What the task requires ->
From the entries that follow, work out how many lines contain "with". Write the number only.

The data ->

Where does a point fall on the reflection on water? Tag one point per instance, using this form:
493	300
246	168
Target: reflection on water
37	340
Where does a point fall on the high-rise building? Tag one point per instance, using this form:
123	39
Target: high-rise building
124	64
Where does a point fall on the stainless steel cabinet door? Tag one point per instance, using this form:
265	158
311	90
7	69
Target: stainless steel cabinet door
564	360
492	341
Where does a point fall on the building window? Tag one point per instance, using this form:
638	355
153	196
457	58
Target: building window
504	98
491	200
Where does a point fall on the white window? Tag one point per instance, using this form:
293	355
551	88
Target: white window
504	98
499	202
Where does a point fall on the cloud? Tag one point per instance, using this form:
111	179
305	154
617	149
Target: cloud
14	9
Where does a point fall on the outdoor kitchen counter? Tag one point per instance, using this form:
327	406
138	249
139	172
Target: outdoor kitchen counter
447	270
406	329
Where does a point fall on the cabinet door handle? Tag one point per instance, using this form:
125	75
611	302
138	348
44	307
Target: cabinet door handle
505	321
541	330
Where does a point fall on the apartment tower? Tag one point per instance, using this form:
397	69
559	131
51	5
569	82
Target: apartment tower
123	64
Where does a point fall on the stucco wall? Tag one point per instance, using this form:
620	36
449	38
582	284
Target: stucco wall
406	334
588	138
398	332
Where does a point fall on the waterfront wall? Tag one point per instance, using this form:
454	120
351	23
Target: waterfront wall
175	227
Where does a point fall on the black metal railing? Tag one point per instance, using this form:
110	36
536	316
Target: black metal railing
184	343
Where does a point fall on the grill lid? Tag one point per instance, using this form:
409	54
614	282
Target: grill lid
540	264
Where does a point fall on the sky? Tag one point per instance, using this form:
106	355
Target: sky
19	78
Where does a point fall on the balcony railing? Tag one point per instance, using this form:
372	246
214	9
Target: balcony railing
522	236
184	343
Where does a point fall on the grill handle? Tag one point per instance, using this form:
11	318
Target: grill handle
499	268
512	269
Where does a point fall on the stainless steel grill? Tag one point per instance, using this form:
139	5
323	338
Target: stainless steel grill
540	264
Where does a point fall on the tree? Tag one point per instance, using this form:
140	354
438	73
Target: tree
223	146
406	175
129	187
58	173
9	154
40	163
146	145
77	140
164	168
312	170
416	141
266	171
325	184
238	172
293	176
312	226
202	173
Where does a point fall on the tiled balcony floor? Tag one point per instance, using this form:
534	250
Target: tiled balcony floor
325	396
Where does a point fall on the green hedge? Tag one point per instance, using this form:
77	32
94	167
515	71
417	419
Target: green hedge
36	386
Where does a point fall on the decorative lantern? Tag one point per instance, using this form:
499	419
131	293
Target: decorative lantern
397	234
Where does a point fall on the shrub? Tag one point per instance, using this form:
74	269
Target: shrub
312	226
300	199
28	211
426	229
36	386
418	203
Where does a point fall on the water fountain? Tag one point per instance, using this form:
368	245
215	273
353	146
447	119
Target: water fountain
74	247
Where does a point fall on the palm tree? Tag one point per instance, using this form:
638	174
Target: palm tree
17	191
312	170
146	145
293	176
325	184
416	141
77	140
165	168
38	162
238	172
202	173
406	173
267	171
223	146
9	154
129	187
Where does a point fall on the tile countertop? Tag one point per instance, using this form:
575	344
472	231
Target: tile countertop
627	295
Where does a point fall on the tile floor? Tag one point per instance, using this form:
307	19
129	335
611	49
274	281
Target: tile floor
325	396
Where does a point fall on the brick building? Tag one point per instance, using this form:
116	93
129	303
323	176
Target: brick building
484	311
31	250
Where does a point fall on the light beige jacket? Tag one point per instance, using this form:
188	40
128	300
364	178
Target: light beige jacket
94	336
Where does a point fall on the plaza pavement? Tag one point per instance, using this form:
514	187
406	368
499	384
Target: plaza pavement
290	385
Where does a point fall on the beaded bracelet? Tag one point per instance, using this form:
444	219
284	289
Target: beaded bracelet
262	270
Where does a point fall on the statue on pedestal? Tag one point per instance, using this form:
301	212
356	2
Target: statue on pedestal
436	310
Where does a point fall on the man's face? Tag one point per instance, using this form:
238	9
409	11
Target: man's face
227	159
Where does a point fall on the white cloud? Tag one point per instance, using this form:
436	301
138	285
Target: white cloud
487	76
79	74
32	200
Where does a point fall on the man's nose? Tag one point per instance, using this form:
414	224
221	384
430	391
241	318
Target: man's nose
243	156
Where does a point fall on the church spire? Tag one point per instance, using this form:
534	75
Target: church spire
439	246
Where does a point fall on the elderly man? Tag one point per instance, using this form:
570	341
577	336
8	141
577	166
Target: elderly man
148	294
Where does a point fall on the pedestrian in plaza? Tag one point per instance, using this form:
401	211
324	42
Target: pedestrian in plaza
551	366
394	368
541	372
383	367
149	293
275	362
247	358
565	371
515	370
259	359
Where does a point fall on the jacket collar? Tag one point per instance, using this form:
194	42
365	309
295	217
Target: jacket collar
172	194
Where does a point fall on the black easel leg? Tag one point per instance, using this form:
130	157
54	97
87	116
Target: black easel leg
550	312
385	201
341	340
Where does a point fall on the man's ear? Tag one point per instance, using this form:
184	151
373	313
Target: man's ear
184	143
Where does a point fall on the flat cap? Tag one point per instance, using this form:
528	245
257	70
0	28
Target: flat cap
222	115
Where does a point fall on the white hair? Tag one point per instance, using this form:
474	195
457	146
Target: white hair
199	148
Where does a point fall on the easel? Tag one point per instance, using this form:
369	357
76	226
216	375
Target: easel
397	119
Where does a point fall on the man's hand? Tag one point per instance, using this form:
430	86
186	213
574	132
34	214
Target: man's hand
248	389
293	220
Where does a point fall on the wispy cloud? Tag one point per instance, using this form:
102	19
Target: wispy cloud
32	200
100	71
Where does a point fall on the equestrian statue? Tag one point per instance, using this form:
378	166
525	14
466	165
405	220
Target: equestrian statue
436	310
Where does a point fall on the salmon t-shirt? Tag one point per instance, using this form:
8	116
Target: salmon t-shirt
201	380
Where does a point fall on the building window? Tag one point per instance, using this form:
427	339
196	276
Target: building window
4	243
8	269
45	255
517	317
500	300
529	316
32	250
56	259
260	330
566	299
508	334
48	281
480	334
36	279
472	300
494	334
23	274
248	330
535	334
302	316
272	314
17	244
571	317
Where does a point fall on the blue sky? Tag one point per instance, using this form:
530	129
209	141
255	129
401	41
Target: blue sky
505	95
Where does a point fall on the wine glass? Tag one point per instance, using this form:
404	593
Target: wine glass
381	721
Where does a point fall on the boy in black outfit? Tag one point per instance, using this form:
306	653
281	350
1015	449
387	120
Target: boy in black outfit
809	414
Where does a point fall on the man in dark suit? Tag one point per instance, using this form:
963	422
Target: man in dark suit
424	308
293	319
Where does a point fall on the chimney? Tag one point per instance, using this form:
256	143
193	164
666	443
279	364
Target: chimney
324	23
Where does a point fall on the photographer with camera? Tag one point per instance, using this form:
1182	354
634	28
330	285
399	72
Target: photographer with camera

Solution for this problem ->
2